Natural language region descriptions
====================

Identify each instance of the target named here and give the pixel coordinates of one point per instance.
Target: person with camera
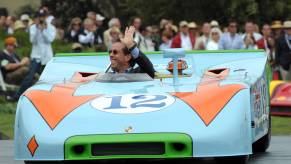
(41, 35)
(283, 51)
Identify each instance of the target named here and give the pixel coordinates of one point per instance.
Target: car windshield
(122, 77)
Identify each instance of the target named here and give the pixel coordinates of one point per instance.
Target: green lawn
(280, 125)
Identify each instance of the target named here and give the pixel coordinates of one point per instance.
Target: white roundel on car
(132, 103)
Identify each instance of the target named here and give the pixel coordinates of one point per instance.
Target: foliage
(153, 11)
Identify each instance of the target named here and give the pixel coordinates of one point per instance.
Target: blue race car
(216, 106)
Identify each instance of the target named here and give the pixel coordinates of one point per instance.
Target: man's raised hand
(128, 37)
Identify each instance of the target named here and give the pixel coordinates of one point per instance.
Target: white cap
(24, 17)
(99, 17)
(214, 23)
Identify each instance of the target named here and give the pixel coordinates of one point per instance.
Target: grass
(281, 125)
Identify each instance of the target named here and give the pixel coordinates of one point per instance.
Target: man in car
(124, 55)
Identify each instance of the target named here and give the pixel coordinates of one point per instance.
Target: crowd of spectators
(91, 31)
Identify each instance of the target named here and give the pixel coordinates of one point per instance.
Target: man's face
(137, 23)
(232, 28)
(10, 48)
(288, 31)
(185, 30)
(266, 30)
(8, 21)
(206, 28)
(2, 20)
(119, 60)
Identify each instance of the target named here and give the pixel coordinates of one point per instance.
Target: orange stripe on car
(210, 97)
(56, 104)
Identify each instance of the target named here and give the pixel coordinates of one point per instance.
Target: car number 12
(132, 103)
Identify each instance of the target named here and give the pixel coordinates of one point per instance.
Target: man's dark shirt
(144, 65)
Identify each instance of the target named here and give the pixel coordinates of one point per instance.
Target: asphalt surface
(278, 153)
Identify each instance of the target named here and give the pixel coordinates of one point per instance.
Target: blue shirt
(228, 42)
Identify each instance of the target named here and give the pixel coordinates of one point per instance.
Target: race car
(218, 106)
(280, 92)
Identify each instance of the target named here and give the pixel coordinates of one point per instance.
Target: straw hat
(214, 23)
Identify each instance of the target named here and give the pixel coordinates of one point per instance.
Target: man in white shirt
(41, 35)
(86, 36)
(203, 40)
(183, 39)
(250, 29)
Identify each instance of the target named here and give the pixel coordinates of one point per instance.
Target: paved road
(278, 153)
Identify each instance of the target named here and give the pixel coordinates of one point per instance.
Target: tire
(243, 159)
(263, 143)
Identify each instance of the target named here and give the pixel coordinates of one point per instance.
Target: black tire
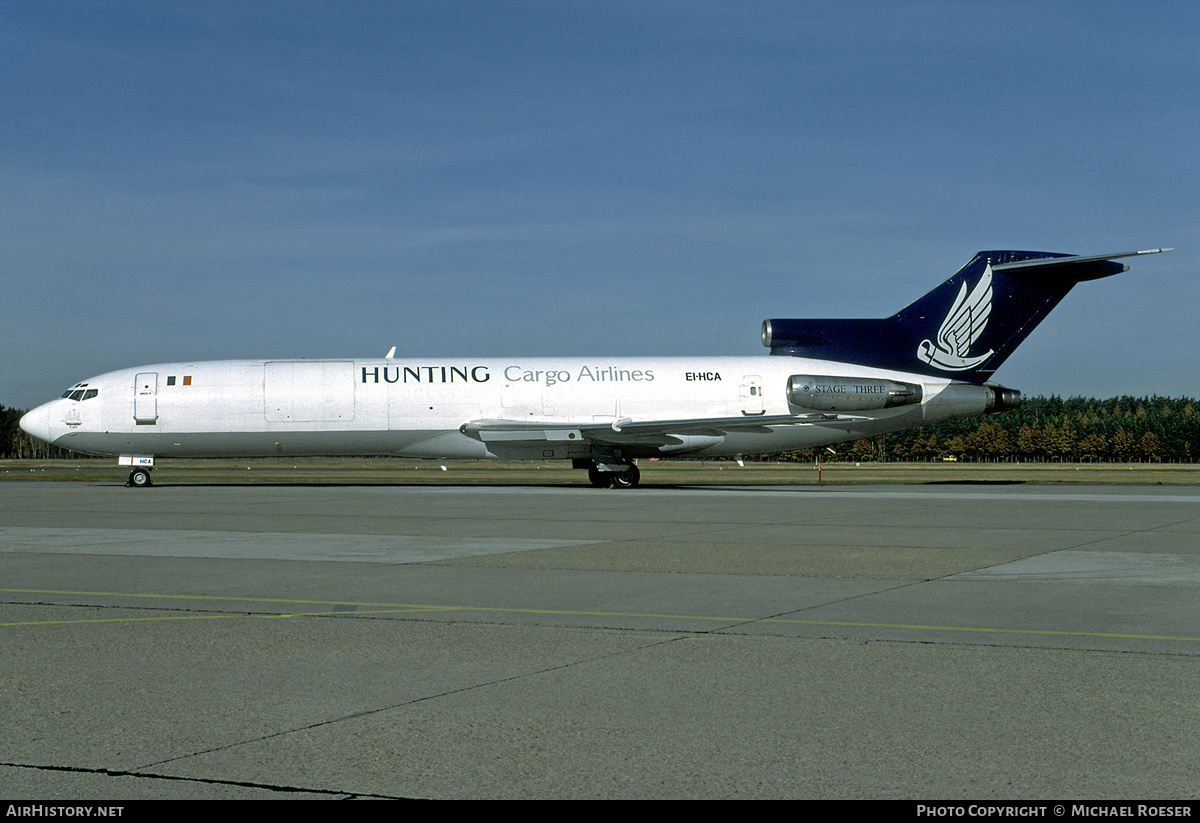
(627, 478)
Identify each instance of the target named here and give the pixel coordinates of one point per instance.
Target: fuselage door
(751, 395)
(145, 398)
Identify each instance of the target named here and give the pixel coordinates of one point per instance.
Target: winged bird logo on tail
(961, 328)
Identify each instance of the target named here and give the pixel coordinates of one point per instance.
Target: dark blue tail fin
(964, 329)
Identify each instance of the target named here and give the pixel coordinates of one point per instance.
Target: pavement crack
(346, 794)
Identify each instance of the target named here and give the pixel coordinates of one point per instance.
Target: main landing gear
(625, 478)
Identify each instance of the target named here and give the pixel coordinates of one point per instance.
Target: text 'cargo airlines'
(833, 380)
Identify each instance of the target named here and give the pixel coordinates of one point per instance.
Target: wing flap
(634, 431)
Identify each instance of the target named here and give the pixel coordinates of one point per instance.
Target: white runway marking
(264, 545)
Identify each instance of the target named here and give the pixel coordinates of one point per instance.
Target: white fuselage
(419, 408)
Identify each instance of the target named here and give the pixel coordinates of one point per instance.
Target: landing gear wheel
(627, 478)
(600, 479)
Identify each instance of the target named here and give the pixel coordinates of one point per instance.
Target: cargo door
(751, 395)
(145, 398)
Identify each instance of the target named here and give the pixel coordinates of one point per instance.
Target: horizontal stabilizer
(964, 329)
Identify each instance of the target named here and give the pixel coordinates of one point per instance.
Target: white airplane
(833, 380)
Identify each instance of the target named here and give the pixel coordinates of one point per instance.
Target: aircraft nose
(37, 422)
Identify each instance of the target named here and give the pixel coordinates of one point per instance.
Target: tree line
(1049, 428)
(1043, 428)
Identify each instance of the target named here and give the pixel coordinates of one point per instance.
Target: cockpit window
(81, 391)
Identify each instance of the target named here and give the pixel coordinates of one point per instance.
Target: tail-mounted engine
(850, 394)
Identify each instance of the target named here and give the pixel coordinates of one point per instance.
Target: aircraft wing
(625, 431)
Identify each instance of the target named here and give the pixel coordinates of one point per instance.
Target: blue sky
(192, 181)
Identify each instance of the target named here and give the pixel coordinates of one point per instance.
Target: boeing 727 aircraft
(832, 380)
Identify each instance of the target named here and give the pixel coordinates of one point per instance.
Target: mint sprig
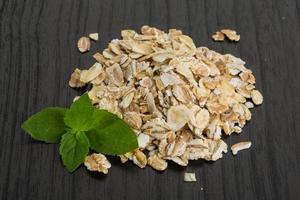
(79, 129)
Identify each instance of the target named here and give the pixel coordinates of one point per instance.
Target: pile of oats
(179, 99)
(230, 34)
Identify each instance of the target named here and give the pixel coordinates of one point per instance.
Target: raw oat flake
(179, 99)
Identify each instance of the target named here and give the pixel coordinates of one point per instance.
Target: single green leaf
(80, 116)
(47, 125)
(73, 149)
(111, 135)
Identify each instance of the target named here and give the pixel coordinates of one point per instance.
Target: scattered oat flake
(218, 36)
(231, 34)
(240, 146)
(257, 97)
(190, 177)
(97, 162)
(94, 36)
(84, 44)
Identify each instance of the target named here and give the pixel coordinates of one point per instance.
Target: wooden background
(38, 53)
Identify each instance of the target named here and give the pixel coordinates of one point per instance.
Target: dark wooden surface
(38, 53)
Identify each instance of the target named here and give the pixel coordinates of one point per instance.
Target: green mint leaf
(73, 149)
(111, 135)
(81, 117)
(47, 125)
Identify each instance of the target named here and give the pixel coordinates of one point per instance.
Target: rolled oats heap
(179, 99)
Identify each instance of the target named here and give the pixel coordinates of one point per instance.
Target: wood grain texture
(38, 53)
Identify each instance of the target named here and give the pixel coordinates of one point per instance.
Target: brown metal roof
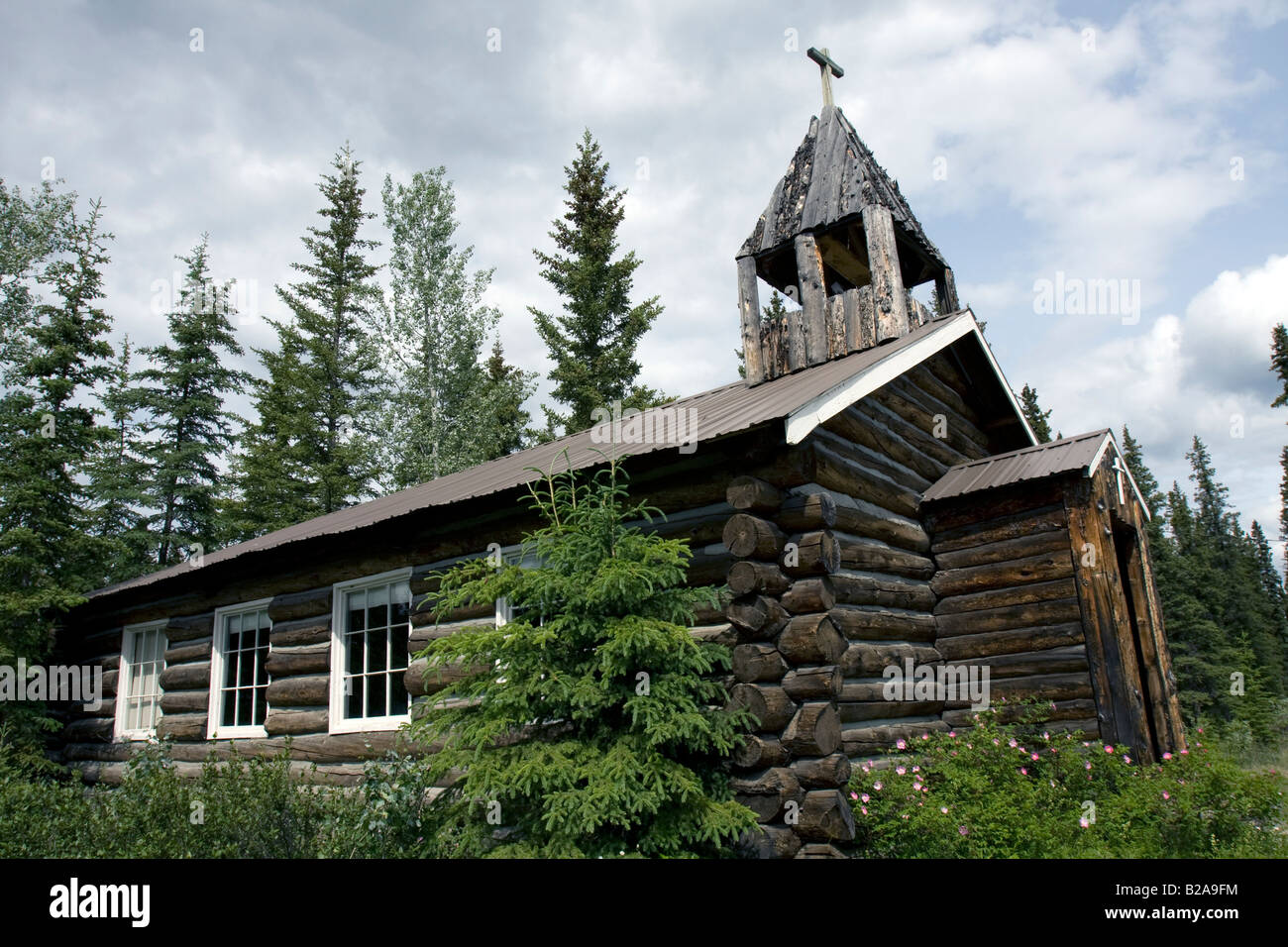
(831, 176)
(720, 411)
(1028, 464)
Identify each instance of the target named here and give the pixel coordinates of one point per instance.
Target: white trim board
(802, 421)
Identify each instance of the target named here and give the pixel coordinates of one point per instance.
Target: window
(239, 680)
(138, 703)
(369, 652)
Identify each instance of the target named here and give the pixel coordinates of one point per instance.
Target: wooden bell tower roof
(828, 182)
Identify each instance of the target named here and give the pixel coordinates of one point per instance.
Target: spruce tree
(1033, 412)
(183, 392)
(310, 450)
(47, 437)
(506, 389)
(592, 342)
(119, 474)
(432, 335)
(592, 723)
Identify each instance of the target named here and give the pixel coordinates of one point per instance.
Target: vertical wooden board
(1077, 505)
(888, 291)
(809, 270)
(748, 312)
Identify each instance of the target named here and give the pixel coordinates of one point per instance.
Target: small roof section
(720, 411)
(1078, 454)
(832, 176)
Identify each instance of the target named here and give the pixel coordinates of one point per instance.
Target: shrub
(1008, 791)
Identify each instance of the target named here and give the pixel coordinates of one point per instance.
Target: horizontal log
(184, 701)
(806, 509)
(1025, 615)
(883, 622)
(997, 598)
(313, 690)
(816, 684)
(197, 651)
(754, 663)
(747, 577)
(1010, 642)
(290, 720)
(191, 677)
(868, 554)
(811, 639)
(825, 815)
(823, 772)
(752, 538)
(189, 628)
(752, 495)
(758, 751)
(1005, 551)
(858, 587)
(759, 616)
(767, 792)
(769, 703)
(1034, 569)
(183, 727)
(812, 731)
(870, 660)
(811, 553)
(807, 595)
(314, 630)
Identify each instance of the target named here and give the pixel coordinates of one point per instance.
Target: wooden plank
(809, 270)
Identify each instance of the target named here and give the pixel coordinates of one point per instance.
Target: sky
(1043, 146)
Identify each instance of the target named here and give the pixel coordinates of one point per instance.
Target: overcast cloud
(1140, 144)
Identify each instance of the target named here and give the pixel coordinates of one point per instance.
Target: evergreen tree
(1033, 412)
(1279, 365)
(592, 343)
(119, 474)
(184, 390)
(507, 386)
(604, 729)
(47, 437)
(432, 339)
(310, 451)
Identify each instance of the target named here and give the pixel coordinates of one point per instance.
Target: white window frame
(218, 660)
(338, 722)
(123, 681)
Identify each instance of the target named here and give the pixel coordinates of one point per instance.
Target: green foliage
(443, 411)
(245, 808)
(995, 791)
(183, 392)
(310, 453)
(592, 724)
(1034, 415)
(592, 343)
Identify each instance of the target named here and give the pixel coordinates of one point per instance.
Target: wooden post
(809, 270)
(888, 298)
(945, 287)
(748, 309)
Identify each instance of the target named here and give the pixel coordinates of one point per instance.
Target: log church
(868, 496)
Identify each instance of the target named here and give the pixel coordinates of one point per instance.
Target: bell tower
(840, 240)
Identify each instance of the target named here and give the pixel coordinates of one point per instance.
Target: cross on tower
(1119, 472)
(828, 68)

====================

§ **REQUIREMENT**: The lines from the one containing "Target: bell tower" through the last line of the records are to be transcribed exactly, with nothing else added.

§ **TASK RESULT**:
Target: bell tower
(840, 240)
Identify each instance of the target named here and give the pixel coordinates of one point per instance.
Target: cross on tower
(1119, 472)
(828, 68)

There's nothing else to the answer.